## [RECORD EXCERPTS]
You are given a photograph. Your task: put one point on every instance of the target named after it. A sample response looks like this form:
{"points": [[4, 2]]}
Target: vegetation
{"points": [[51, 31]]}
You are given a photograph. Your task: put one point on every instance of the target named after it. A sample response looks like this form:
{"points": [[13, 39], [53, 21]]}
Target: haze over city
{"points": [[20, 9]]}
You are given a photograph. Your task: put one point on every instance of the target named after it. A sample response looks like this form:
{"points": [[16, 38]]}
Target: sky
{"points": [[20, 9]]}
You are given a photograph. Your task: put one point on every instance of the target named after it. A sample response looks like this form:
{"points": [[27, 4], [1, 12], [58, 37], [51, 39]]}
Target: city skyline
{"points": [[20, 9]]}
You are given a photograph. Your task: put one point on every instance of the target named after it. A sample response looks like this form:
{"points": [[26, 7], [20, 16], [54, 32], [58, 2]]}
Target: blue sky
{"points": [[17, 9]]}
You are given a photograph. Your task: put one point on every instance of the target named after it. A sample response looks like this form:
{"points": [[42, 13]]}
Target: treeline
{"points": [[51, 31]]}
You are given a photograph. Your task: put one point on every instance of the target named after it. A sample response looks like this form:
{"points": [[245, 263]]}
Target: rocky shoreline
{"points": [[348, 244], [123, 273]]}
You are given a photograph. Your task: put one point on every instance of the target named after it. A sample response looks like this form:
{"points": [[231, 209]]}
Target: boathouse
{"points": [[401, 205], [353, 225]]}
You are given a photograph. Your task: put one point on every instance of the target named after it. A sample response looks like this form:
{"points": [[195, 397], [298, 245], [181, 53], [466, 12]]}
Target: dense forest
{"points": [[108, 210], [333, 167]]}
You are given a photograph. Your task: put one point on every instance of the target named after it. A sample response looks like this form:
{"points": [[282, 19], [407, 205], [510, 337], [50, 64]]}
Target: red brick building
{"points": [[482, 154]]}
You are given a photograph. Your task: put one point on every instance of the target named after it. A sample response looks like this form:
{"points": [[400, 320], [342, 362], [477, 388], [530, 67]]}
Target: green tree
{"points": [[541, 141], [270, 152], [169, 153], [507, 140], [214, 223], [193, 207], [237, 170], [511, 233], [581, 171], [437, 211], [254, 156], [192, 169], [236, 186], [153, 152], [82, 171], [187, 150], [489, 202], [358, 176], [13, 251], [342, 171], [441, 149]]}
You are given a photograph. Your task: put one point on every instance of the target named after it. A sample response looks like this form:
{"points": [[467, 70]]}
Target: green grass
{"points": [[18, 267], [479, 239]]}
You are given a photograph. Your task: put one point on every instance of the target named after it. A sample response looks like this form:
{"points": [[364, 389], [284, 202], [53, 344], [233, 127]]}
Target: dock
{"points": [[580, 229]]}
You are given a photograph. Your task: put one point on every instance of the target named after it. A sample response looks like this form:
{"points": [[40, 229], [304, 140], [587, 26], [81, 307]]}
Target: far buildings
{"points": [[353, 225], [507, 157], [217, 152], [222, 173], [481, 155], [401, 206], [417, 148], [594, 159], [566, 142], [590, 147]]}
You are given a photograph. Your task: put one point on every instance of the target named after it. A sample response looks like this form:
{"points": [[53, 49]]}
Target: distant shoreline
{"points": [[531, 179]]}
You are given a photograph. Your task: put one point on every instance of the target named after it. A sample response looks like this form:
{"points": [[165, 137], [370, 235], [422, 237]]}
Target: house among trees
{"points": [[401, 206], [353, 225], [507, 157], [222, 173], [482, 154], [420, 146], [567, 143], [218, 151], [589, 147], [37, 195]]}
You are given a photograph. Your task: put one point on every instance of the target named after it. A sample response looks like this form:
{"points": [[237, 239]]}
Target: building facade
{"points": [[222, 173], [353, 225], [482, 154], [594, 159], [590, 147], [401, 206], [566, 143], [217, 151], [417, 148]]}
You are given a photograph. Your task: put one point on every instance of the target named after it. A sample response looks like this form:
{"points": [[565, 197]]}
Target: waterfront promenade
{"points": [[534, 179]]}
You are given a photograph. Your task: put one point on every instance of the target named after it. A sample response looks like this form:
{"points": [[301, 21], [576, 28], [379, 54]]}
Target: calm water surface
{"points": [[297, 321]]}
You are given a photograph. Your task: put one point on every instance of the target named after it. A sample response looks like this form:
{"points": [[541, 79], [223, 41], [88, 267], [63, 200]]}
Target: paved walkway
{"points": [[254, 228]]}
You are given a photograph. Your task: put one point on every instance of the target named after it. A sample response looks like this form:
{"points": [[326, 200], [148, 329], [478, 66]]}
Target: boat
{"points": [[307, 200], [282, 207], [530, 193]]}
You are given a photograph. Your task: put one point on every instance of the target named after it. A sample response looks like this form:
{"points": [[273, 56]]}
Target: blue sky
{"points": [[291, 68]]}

## [PROBLEM REQUIREMENTS]
Word for word, transcribe all of the material.

## [ANSWER FOR THE TASK]
You are given a photograph. Your task: put one point on every instance of the target named after it. A sample response looks like this form:
{"points": [[4, 2]]}
Target: vegetation
{"points": [[51, 31]]}
You are given a photograph. Your task: put one point on every instance of the target named after it. A sample response looks like this form:
{"points": [[13, 39], [53, 21]]}
Target: haze over city
{"points": [[20, 9]]}
You are given a photograph. Your task: put one point on every instance of the target named after it. A sample response looks like this form:
{"points": [[16, 38]]}
Target: sky
{"points": [[20, 9]]}
You are given a photograph. Your task: put one point on every instance of the target named after it. A sample response looks like this form:
{"points": [[27, 4], [1, 12], [58, 37], [51, 39]]}
Target: city skyline
{"points": [[20, 9]]}
You are given a photograph. Your task: put one point on every instance of the target named after it. A sample response looks like this form:
{"points": [[26, 7], [20, 16], [54, 32], [58, 2]]}
Target: blue sky
{"points": [[17, 9]]}
You are given a photograph. Your task: put one point on every instance of the target named after it. A sample response looks like this form:
{"points": [[42, 13]]}
Target: treeline
{"points": [[51, 31]]}
You are given a photograph. Your task: put one point on every instance of the target named after it. A sample response looks like this form:
{"points": [[245, 263]]}
Target: rocky shoreline
{"points": [[348, 244], [123, 273]]}
You are given a photograph. Your task: put one point on every instance of the target named after it. A sample response looks like this form:
{"points": [[231, 209]]}
Target: boathouse
{"points": [[401, 205], [353, 225]]}
You are given a photograph. Your task: put one point on every instance of the target named after it. A sample response looks like this form:
{"points": [[195, 397], [298, 245], [181, 53], [466, 12]]}
Target: dense forest
{"points": [[108, 210], [333, 167]]}
You are given a photograph. Your task: put one point on every instance of the target named after it. A sample response looks like this form:
{"points": [[282, 19], [407, 205], [510, 337], [50, 64]]}
Target: red brick building
{"points": [[482, 154]]}
You are given a photograph. Your task: put one point on every instance of the target named after it. A sample response looks like this form:
{"points": [[400, 320], [342, 362], [477, 388], [530, 67]]}
Target: green tree
{"points": [[541, 141], [270, 152], [169, 153], [507, 140], [214, 223], [193, 207], [237, 170], [511, 233], [581, 171], [437, 211], [254, 156], [192, 169], [236, 186], [153, 152], [82, 171], [187, 150], [489, 202], [358, 176], [13, 251], [342, 171], [441, 149]]}
You are given a photograph. Your task: put one point on every instance of the target named after it. A sample response looks like this form:
{"points": [[467, 70]]}
Target: green grass
{"points": [[18, 267], [479, 239]]}
You are given a photograph. Your task: put one point on every instance of the target named after it. A sample response looks like this form:
{"points": [[364, 389], [284, 202], [53, 344], [233, 127]]}
Target: dock
{"points": [[580, 229]]}
You are given a photograph. Your task: put one point on every instance of the target named after it. A sample response looks like this form:
{"points": [[40, 229], [304, 140], [587, 26], [81, 307]]}
Target: far buildings
{"points": [[353, 225], [507, 157], [217, 152], [222, 173], [481, 155], [401, 206], [417, 148], [594, 159], [566, 142], [590, 147]]}
You are given a photograph. Your task: put one point on every instance of the target named after it. A sample response looks like this form:
{"points": [[53, 49]]}
Target: distant shoreline
{"points": [[531, 179]]}
You are given a photograph. Your task: put one point on every instance of the target named after it. A sample response looks like this form:
{"points": [[165, 137], [370, 235], [422, 237]]}
Target: house among trees
{"points": [[401, 206], [353, 225], [507, 157], [222, 173], [482, 154], [420, 146], [567, 143], [218, 151], [589, 147], [37, 195]]}
You are given a photograph. Your task: put one point on every instance of the target named after it. A sample response looks like this form:
{"points": [[237, 239]]}
Target: building facade
{"points": [[222, 173], [353, 225], [482, 154], [594, 159], [590, 147], [401, 206], [566, 143], [217, 151], [417, 148]]}
You are given a photograph. Your task: put one point on every instance of the target named after it. A sample response looks like this form:
{"points": [[565, 197]]}
Target: waterfront promenade
{"points": [[534, 179]]}
You are given a photograph. Your task: put one point on every instance of the target named after it. A sample response looks like this form:
{"points": [[301, 21], [576, 28], [379, 54]]}
Target: calm water surface
{"points": [[297, 321]]}
You are given a photograph. Your task: put one point on every instance of the target named after it. A sample response looks like this form:
{"points": [[541, 79], [223, 41], [88, 267], [63, 200]]}
Target: paved walkway
{"points": [[254, 228]]}
You are given a photograph. Your task: put one point on every instance of the target named after it. A sample response looks like this form:
{"points": [[326, 200], [148, 329], [478, 66]]}
Target: boat
{"points": [[307, 200], [282, 207], [530, 193]]}
You are given a photograph. Your task: put one point on every instance of the target named after it. A sample response looks like this form:
{"points": [[273, 56]]}
Target: blue sky
{"points": [[291, 68]]}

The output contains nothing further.